[Exercise passage]
···

A capricious appetite is another of the peculiarities of pregnancy, a longing for unnatural food, so that some women will enjoy eating such things as chalk, slate pencils, and similar indigestible stuff; this I have always considered a form of hysteria, that is, a functional derangement of the nervous system, for which I gave ten grains of bromide of sodium three times a day, with the best results; others again became passionately fond of sour salads, or strong condiments like mustard, Worcestershire sauce, and salt fish, while others again long for fruits.
Salivation of the mouth is another very unpleasant symptom which annoys some women when they are pregnant, for they will secrete such enormous quantities of saliva, that they cannot help drooling from the mouth when they speak. In salivation of pregnancy the gums do not become sore as in the salivation from mercury; in the former the irritation is confined to the salivary glands alone. The wonderful sympathy that exists between remotely situated organs of the body is here strikingly illustrated between the sexual organs and the salivary glands in both sexes. In mumps also, which is an inflammation of the salivary gland, it is not unusual for the testes in the male and the mammæ in the female to become swollen and painful, and as soon as this swelling takes place, the inflammation of the salivary gland disappears.
The breasts become enlarged and otherwise altered in pregnancy, the enlargement is accompanied with more or less sharply shooting pain, they also become harder and are more movable than otherwise. The nipple becomes more prominent and painfully sensitive, the veins that run from the breast become distended so that they can be readily traced by the eye. The presence of milk in the mammæ is another sign, but that, too, is only presumptive, because the secretion of milk takes place in other conditions than that of pregnancy; even the newly-born infant has sometimes milk in its breasts, and milk has been recognized in the breasts of some males and not infrequently in those of young virgins.
Pigmentation or the deposit of coloring matter in pregnancy has long been observed as a prominent symptom and when taken together with other signs it is worthy of careful consideration, but here, too, we encounter the obstacle to anything of a positive nature, for discoloration is also met with in females who are suffering from pelvic diseases and who are not pregnant. Areola is the technical name of that peculiar circle which immediately surrounds the nipple. In a healthy virgin this circle is characterized by a beautiful rose-tinted blush, but under the influence of disease, even in the virgin the circle becomes more or less discolored. When pregnancy has occurred the areola around the nipple becomes darker and darker; other parts of the body become similarly discolored, this occurs on the abdomen and perineum.

···

[Information given]
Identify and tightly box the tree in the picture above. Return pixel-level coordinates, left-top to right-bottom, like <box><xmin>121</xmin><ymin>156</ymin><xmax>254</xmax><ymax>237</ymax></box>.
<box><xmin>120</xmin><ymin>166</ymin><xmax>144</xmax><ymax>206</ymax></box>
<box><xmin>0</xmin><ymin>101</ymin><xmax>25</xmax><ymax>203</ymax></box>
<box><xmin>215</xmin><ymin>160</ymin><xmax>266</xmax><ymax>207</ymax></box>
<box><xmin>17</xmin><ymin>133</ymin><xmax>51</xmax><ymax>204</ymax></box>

···

[Prompt] Reproduce the passage on pregnancy word for word, between "Pigmentation or the" and "abdomen and perineum.", inclusive. The data comes from a separate source and has no connection to the passage on pregnancy.

[Answer]
Pigmentation or the deposit of coloring matter in pregnancy has long been observed as a prominent symptom and when taken together with other signs it is worthy of careful consideration, but here, too, we encounter the obstacle to anything of a positive nature, for discoloration is also met with in females who are suffering from pelvic diseases and who are not pregnant. Areola is the technical name of that peculiar circle which immediately surrounds the nipple. In a healthy virgin this circle is characterized by a beautiful rose-tinted blush, but under the influence of disease, even in the virgin the circle becomes more or less discolored. When pregnancy has occurred the areola around the nipple becomes darker and darker; other parts of the body become similarly discolored, this occurs on the abdomen and perineum.